Jean-Yves le Drian s'est rendu à Beyrouth pour tenter de convaincre les dirigeants libanais de sortir de la crise. L'envoyé spécial du Liban d'Emmanuel Macron a été confronté une nouvelle fois aux nombreuses divergences des chefs locaux. Paris s'accroche tant bien que mal à son influence au pays du Cèdre.

Pour la quatrième fois depuis le mois de juin, l’envoyé spécial d’Emmanuel Macron pour le Liban Jean-Yves Le Drian s’est rendu à Beyrouth les 28 et 29 novembre. Une fois de plus, cette visite diplomatique n’a eu aucun résultat probant. 

Nommé le 7 juin dernier au poste d’«envoyé spécial pour le Liban», l’ancien chef de la diplomatie française s’est une nouvelle fois rendu dans la capitale libanaise pour tenter de trouver une solution à la crise économique et politique dans laquelle est enfoncé le pays du Cèdre.

*Exercices:*
1. D'après l'extrait, quelles sont les dates du dernier séjour de Jean-Yves Le Drian à Beyrouth ?
2. Recopiez à l'identique le passage de l'extrait qui va de « Jean-Yves le Drian s'est » jusqu'à « au pays du Cèdre. ».
3. Résumez l'extrait en deux phrases.

*Données fournies:*
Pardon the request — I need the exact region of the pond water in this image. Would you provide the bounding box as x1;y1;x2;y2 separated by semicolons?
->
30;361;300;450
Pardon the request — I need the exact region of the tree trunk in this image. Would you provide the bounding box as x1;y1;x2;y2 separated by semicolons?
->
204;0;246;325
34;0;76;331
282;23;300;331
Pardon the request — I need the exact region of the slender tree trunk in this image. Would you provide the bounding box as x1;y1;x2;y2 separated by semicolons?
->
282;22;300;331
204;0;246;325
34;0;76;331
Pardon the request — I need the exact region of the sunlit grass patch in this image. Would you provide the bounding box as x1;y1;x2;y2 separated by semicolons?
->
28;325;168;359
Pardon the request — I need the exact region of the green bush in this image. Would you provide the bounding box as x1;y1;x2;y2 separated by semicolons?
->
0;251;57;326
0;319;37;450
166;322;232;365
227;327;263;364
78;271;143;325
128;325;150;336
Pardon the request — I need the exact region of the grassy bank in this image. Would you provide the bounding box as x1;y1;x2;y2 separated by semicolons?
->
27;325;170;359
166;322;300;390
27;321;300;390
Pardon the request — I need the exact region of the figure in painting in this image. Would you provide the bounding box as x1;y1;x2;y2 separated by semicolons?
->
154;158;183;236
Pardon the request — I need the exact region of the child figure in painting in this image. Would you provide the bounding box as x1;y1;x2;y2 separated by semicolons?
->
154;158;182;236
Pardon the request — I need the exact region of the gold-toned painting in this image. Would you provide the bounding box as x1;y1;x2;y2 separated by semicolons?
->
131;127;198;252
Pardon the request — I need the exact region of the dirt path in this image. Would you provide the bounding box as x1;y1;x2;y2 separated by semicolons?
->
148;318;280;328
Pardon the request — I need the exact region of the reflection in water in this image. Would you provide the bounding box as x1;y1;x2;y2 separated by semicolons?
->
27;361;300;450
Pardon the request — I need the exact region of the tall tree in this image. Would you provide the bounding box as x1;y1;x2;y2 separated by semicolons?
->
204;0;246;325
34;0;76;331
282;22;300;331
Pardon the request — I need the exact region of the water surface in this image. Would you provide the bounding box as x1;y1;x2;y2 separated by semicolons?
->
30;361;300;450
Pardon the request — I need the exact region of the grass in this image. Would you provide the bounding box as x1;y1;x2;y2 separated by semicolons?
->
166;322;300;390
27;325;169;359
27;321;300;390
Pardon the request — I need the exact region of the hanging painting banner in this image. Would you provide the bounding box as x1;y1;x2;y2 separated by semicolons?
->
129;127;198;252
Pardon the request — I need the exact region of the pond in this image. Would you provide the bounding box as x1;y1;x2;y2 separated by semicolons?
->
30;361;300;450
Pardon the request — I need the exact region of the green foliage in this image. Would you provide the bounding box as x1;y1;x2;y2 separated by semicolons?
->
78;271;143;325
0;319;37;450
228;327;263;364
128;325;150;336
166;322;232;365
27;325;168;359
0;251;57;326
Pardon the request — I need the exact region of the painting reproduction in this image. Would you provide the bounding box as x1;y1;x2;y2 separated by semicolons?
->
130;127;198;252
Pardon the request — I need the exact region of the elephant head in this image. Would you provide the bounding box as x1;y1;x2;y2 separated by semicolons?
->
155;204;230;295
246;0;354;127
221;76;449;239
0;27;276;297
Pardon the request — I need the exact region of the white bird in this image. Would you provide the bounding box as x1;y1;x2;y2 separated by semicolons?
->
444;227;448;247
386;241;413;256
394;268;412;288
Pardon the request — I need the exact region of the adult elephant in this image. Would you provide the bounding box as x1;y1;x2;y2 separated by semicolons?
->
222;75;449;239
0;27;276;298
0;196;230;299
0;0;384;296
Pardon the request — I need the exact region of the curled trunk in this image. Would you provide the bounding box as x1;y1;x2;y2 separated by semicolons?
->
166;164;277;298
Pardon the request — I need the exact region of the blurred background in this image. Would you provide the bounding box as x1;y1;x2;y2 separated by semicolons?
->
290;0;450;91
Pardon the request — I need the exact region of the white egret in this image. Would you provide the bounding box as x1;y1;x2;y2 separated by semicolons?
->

*Corrigé:*
1. Les 28 et 29 novembre.

2.
Jean-Yves le Drian s'est rendu à Beyrouth pour tenter de convaincre les dirigeants libanais de sortir de la crise. L'envoyé spécial du Liban d'Emmanuel Macron a été confronté une nouvelle fois aux nombreuses divergences des chefs locaux. Paris s'accroche tant bien que mal à son influence au pays du Cèdre.

3. Nommé envoyé spécial d'Emmanuel Macron pour le Liban le 7 juin, Jean-Yves Le Drian s'est rendu à Beyrouth les 28 et 29 novembre, pour la quatrième fois depuis juin, afin de tenter de trouver une solution à la crise économique et politique du pays. Confronté une nouvelle fois aux nombreuses divergences des chefs locaux, il n'a obtenu aucun résultat probant, tandis que Paris s'accroche tant bien que mal à son influence au Liban.